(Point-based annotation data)

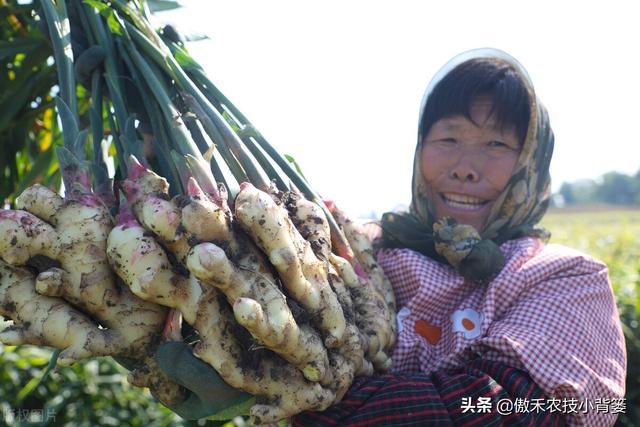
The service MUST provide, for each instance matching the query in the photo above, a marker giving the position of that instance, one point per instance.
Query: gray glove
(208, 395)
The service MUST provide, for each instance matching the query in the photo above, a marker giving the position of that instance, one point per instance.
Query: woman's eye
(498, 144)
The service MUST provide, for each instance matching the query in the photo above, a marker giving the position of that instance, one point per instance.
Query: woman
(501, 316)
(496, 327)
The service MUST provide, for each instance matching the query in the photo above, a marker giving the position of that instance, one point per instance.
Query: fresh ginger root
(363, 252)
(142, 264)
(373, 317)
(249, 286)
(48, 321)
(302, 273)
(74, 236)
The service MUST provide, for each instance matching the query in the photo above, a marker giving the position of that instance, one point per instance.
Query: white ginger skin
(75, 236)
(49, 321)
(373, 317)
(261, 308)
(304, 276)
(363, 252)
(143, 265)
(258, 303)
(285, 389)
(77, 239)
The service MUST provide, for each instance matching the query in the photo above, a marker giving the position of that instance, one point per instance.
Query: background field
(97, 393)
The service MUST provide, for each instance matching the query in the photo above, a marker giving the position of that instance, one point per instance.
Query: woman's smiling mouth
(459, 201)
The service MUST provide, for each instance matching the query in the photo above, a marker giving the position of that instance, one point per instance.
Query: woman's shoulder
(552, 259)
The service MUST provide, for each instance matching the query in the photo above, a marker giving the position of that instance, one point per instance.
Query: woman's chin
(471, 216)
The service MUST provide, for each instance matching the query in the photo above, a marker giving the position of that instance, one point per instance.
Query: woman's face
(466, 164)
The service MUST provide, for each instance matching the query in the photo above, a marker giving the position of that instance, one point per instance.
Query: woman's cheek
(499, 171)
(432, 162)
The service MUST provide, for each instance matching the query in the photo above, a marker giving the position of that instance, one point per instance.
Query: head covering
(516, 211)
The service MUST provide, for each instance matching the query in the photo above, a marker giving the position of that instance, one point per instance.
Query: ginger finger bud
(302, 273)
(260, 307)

...

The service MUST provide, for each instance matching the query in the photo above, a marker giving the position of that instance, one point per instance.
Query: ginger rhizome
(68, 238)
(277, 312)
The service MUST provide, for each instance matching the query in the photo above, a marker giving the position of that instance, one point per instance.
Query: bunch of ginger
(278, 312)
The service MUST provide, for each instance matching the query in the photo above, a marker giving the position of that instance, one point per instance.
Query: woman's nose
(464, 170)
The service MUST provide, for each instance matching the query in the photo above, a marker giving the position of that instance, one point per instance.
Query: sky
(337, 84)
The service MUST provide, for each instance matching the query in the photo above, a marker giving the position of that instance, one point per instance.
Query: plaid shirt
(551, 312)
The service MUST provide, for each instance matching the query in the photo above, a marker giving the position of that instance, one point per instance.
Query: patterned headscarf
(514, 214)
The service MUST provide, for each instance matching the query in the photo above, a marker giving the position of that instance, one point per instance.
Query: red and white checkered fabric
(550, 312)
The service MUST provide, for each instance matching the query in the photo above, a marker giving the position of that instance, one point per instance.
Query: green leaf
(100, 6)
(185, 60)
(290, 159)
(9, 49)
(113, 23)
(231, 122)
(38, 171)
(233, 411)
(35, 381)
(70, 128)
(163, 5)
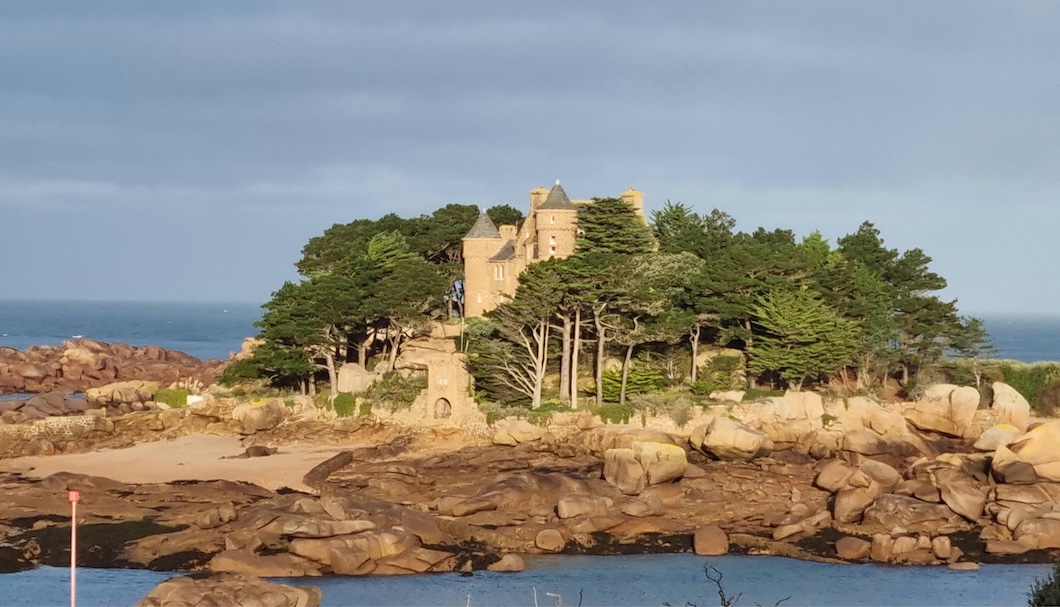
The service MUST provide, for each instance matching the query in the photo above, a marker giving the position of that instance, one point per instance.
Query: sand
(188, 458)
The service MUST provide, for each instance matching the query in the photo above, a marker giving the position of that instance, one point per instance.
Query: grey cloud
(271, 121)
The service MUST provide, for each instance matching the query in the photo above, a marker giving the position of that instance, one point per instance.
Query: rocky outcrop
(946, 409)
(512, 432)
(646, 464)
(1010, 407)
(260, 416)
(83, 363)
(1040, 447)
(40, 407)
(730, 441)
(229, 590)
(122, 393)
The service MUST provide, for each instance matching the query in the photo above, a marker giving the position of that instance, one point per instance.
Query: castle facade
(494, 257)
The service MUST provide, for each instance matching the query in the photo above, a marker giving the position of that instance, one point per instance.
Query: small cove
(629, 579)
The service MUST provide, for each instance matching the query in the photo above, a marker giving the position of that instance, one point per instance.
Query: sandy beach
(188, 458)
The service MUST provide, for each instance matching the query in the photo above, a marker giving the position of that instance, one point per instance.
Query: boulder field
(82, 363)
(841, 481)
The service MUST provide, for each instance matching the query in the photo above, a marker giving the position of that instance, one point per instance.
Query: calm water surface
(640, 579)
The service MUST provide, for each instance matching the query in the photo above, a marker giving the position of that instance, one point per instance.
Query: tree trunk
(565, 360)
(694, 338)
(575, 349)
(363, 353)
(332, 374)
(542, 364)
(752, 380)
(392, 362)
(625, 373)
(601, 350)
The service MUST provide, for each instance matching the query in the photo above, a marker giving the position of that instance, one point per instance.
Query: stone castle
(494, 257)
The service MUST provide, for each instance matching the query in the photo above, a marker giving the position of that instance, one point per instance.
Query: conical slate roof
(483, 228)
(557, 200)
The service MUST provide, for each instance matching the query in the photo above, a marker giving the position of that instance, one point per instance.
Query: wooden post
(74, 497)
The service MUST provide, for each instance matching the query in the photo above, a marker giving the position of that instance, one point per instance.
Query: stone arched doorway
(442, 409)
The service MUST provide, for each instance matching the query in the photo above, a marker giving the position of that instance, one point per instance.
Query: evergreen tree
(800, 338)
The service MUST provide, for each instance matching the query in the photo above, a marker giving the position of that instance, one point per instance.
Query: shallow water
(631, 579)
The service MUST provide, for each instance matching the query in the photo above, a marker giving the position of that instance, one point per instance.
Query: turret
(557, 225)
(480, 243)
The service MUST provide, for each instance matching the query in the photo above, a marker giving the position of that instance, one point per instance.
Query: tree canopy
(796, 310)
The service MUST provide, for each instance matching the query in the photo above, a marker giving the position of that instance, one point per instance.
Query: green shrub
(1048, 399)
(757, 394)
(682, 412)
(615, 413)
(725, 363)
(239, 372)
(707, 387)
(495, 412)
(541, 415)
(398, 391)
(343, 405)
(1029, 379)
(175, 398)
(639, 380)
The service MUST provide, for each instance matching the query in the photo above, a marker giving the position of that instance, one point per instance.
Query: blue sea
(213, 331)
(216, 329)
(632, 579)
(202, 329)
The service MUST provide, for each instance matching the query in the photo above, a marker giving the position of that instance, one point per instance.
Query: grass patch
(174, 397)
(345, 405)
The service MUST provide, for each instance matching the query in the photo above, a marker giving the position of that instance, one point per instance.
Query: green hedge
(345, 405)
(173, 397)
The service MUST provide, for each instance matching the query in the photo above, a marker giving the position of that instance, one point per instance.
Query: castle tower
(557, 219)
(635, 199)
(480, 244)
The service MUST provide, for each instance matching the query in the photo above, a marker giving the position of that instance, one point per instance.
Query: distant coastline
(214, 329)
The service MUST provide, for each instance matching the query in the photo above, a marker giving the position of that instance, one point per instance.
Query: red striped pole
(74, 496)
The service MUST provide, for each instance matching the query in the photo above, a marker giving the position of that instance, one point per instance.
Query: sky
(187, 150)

---

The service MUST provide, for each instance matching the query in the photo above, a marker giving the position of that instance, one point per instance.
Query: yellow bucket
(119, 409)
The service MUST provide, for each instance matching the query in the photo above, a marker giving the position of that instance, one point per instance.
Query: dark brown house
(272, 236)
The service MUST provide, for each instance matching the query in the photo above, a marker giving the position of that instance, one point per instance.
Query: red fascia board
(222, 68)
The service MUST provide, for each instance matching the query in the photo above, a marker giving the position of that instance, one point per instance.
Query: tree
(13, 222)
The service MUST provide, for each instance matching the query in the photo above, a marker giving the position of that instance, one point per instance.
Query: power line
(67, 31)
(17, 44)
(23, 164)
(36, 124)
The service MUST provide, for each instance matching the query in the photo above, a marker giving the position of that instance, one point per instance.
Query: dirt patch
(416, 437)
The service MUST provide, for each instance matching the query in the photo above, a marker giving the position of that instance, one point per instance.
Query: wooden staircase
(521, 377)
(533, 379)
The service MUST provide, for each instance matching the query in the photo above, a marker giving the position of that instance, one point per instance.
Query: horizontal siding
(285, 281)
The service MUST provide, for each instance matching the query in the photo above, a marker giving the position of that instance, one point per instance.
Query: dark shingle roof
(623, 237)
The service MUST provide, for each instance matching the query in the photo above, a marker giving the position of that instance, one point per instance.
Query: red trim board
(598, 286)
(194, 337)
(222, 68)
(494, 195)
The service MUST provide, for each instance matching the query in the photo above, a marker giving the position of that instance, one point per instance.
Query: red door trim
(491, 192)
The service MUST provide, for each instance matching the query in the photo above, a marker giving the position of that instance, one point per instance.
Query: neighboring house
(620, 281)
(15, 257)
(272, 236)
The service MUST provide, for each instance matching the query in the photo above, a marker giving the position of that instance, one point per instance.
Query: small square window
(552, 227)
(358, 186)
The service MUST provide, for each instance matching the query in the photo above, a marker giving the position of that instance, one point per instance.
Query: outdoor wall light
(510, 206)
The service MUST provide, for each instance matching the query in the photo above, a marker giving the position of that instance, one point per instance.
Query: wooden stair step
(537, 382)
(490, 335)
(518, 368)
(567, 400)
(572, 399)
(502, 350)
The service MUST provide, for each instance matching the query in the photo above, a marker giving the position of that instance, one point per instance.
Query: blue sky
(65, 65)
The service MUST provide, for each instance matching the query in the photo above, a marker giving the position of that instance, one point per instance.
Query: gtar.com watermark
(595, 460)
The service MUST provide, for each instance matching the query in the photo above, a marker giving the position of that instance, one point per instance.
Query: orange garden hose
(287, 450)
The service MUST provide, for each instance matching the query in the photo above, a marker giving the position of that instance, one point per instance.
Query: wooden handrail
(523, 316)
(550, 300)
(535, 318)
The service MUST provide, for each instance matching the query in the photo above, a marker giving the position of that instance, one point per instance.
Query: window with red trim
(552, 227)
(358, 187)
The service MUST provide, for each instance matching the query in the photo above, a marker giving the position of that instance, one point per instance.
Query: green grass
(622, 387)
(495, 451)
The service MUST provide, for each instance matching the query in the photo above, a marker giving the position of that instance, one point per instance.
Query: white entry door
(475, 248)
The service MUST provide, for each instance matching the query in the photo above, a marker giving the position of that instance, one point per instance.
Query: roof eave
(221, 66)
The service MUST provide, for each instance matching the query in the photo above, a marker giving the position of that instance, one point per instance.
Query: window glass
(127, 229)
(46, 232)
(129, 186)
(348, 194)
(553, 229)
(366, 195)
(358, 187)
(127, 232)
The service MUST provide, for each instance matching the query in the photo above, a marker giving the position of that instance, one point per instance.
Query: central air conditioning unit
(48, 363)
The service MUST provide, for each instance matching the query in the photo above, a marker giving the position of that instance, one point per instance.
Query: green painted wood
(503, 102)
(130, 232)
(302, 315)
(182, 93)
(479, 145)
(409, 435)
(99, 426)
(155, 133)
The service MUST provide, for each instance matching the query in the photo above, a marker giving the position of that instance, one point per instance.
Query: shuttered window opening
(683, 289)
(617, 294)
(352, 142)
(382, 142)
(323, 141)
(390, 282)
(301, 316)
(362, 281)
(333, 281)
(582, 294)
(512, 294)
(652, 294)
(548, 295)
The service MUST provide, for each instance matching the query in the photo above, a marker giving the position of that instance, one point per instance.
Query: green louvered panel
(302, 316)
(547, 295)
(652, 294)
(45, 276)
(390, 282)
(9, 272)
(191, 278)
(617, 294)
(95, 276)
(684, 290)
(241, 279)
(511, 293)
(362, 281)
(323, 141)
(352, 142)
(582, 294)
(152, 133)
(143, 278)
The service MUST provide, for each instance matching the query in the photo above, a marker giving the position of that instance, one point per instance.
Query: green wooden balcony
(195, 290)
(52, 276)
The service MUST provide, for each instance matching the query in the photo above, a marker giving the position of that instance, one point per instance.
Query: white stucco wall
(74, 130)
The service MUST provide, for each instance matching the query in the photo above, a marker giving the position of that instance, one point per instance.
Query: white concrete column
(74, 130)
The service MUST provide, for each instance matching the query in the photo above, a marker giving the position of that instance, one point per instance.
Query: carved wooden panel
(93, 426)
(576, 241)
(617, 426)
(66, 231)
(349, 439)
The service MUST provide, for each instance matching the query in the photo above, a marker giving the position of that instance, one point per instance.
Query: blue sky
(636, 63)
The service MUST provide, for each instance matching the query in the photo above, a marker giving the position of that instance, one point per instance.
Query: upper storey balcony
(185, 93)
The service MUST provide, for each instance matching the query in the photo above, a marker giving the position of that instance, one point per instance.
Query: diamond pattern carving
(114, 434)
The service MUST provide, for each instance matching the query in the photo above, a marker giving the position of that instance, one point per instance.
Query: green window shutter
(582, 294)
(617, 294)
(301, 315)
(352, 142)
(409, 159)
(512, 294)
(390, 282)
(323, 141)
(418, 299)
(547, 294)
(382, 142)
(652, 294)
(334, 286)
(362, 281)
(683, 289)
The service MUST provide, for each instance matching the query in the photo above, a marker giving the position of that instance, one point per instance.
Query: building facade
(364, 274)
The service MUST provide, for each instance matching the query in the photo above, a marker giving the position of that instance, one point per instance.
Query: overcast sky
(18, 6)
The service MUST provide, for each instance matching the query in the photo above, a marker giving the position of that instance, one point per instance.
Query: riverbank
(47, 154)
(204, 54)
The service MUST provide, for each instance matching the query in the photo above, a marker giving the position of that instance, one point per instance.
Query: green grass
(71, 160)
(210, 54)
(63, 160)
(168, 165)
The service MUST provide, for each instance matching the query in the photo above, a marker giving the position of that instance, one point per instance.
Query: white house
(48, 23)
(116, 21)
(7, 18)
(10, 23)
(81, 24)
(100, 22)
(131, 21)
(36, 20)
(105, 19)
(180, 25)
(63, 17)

EXERCISE DETAILS: Please select each line of the listing above that contains the word "small", treating uppercase and lowercase as different.

CORRECT ANSWER:
Query: small cove
Query: small square window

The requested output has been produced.